++++ WYODRĘBNIONY TEKST ++++

W Hiszpanii zatrzymano poszukiwaną twórczynię piramidy finansowej Galleri New Form

Na terenie Hiszpanii zatrzymani zostali - poszukiwani od kilku lat międzynarodowymi listami gończymi - twórczyni Galleri New Form Joanna S. i jej syn Mikael, podejrzani o kierowanie piramidą finansową, w ramach której oferowali inwestycje w dzieła sztuki.

BIZNES INTERIA na Facebooku i jesteś na bieżąco z najnowszymi wydarzeniami

Podkomisarz Antoni Rzeczkowski z Komendy Głównej Policji w rozmowie z PAP poinformował, że Joanna S. i Mikael S. poszukiwani byli listem gończym, Europejskim Nakazem Aresztowania oraz Czerwoną Notą Interpolu. - Szeroko zakrojone działania Agencji Bezpieczeństwa Wewnętrznego, nadzorującej śledztwo Prokuratury Regionalnej w Białymstoku oraz Komendy Głównej Policji pozwoliły na ustalenie aktualnego miejsca pobytu poszukiwanych - podkreślił podkomisarz.

Reklama

- Wymiana informacji między służbami na temat poszukiwanych prowadzona była poprzez sieć współpracy policyjnej ENFAST, która zajmuje się lokalizowaniem najbardziej poszukiwanych przestępców Europy. Niezbędne informacje dotyczące prowadzonego śledztwa przekazywane były zagranicznym organom ścigania i wymiaru sprawiedliwości - tłumaczył podkom. Rzeczkowski, dodając, że wymiana informacji prowadzona była m.in. ze Szwecją, Portugalią i Hiszpanią.

Jak poinformował rzecznik ministra-koordynatora służb specjalnych Stanisław Żaryn, organizatorzy oszustwa ukrywali się w Hiszpanii co najmniej od 2019 r. Zatrzymania dokonała hiszpańska policja.

++++ PREZENTOWANE DANE ++++

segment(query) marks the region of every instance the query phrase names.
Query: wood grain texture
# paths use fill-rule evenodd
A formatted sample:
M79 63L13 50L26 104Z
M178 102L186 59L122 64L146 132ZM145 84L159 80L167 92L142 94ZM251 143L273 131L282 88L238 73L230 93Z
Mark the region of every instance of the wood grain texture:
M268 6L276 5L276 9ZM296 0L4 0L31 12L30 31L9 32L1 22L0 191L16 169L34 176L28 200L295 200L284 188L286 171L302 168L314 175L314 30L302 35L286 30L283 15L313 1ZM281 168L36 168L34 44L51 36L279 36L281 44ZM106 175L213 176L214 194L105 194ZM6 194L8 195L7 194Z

++++

POLECENIE PISEMNE 1: Od kiedy, według wyodrębnionego tekstu, organizatorzy oszustwa ukrywali się w Hiszpanii?
POLECENIE PISEMNE 2: Proszę wyjaśnić na podstawie wyodrębnionego tekstu, co według podkomisarza Rzeczkowskiego pozwoliło ustalić aktualne miejsce pobytu poszukiwanych.

ODPOWIEDŹ NA ZADANIE 1: Co najmniej od 2019 roku.

ODPOWIEDŹ NA ZADANIE 2: Według podkomisarza Antoniego Rzeczkowskiego ustalenie aktualnego miejsca pobytu poszukiwanych umożliwiły szeroko zakrojone działania Agencji Bezpieczeństwa Wewnętrznego, nadzorującej śledztwo Prokuratury Regionalnej w Białymstoku oraz Komendy Głównej Policji.